Work instruction:
Within the entries below, find every line that has the string "door", then copy it.

── Supplied records ──

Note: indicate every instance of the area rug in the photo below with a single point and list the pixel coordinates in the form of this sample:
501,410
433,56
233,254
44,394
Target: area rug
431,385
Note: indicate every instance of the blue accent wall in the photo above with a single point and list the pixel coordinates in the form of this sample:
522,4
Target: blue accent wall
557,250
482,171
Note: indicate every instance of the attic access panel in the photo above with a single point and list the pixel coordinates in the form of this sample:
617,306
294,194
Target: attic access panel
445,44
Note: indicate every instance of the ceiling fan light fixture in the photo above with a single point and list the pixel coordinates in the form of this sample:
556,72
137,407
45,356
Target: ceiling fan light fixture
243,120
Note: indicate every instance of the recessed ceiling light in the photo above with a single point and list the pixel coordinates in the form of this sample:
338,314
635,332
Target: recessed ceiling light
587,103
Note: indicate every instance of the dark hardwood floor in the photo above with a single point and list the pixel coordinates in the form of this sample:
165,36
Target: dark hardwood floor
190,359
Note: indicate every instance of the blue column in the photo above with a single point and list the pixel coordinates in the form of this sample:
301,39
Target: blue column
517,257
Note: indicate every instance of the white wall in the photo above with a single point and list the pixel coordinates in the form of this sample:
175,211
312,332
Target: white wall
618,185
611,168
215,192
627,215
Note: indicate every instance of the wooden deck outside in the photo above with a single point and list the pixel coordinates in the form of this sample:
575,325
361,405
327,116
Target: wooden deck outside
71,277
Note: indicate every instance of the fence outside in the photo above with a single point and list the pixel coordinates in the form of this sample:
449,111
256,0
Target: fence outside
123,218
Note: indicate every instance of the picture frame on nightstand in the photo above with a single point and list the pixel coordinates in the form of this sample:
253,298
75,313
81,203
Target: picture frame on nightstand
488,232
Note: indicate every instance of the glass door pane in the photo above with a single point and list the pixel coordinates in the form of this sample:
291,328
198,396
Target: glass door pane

───

Task result:
Note: indicate every instance of the glass door pane in the photo above with a single point and list the pixel coordinates in the form of this sample:
Target: glass door pane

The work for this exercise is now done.